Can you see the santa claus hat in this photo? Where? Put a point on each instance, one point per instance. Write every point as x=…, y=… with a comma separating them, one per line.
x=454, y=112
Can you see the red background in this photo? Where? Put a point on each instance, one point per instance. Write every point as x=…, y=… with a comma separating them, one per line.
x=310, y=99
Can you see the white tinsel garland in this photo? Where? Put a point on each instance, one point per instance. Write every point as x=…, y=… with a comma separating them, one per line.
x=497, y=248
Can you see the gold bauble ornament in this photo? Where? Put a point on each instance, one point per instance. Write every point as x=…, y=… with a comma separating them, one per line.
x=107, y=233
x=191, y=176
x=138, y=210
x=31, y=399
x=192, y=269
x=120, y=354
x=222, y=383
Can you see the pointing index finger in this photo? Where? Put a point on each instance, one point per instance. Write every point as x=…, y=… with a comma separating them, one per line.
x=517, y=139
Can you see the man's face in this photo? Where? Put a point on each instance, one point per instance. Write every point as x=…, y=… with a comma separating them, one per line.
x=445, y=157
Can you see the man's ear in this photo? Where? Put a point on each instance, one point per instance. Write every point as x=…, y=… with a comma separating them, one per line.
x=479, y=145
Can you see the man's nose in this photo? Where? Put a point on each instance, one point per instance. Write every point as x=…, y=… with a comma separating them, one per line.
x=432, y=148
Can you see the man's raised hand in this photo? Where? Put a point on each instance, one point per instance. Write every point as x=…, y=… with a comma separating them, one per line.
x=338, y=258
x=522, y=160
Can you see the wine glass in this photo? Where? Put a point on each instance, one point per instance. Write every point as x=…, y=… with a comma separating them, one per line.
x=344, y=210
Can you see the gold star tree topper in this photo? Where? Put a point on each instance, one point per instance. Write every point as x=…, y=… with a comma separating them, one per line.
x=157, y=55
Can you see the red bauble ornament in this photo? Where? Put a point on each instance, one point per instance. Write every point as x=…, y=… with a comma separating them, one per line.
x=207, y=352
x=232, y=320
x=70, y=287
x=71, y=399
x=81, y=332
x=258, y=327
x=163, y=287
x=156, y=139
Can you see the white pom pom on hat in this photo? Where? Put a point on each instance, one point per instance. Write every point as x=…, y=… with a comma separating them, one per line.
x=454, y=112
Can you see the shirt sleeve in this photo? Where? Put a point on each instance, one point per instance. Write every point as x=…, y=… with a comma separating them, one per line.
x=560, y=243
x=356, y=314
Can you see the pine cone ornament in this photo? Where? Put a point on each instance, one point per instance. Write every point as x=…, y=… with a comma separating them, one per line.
_ _ _ _
DO THIS | Arrange every one of the records above as a numbered list, omitting any blank lines.

TASK OUTPUT |
1. Can you see the santa claus hat in this photo? Where? Put a point on each instance, one point per instance. Write every point as x=…, y=… with a comma separating them, one per line.
2. x=454, y=112
3. Can you see the red background in this photo? Where? Put a point on each instance, one point per instance. Write every point as x=…, y=… with a comma separating them, one per line.
4. x=310, y=99
5. Can you see the white tinsel garland in this photo? Where? Put a point on each instance, one point per instance. Write every point as x=…, y=… with a comma separating them, one per line.
6. x=497, y=248
7. Can you see the gold bauble ornament in this photo? Where? Put a point on each instance, one point per instance. Write every point as x=…, y=… with a comma separating them, one per line.
8. x=107, y=233
9. x=191, y=176
10. x=138, y=210
11. x=31, y=399
12. x=192, y=269
13. x=120, y=354
14. x=222, y=383
15. Can you see the pointing index finger in this photo? Where? Put a point on each instance, one point per instance. Write every point as x=…, y=… with a comma separating them, one per line.
16. x=517, y=139
17. Can you see the man's face in this photo? Where? Put a point on each instance, one point per instance. Write every point as x=…, y=… with a comma separating them, one per line.
18. x=445, y=157
19. Can you see the man's ear in this photo? Where? Put a point on each instance, one point per instance. Write every point as x=…, y=… with a comma separating them, one per line.
20. x=479, y=145
21. Can you see the man's nose in this photo? Where? Put a point on each instance, one point per instance. Write every point as x=…, y=… with a comma separating them, one per line.
22. x=432, y=148
23. Can you see the man's raised hand in this photo? Where? Put a point on each instance, one point per instance. Write every point as x=…, y=… with a comma separating them, one per line.
24. x=338, y=258
25. x=522, y=160
26. Can you see the wine glass in this photo? Where? Put a point on each instance, one point per instance. Write every point as x=…, y=… with a comma separating them, one per line.
27. x=344, y=210
28. Can you see the gold star tree topper in this photo? Where? Put a point on each instance, one point per instance. Write every point as x=…, y=… with a comma separating them, one per line.
29. x=157, y=55
30. Can you see the red bauble ornament in this photo? Where? Put a point on each instance, one point per instance. Write every point as x=…, y=… with a comma separating them, one per line.
31. x=207, y=352
32. x=232, y=320
33. x=70, y=287
34. x=71, y=399
35. x=81, y=332
36. x=258, y=327
37. x=163, y=287
38. x=156, y=139
39. Can you see the white pom pom on hat in this photo? Where? Put a point on each instance, one point per instance. Write every point as x=…, y=… with a comma separating them, one per line.
40. x=454, y=112
41. Can you see the shirt sleeve in this photo? Where? Put a point on each instance, one point per instance. Write every point as x=…, y=… with a comma separating them, one per line.
42. x=560, y=243
43. x=356, y=314
44. Can you see the pine cone ornament in this photo? Where? Put a point on each instance, one point per instance. Write every point as x=…, y=… with a comma separating them, one per line.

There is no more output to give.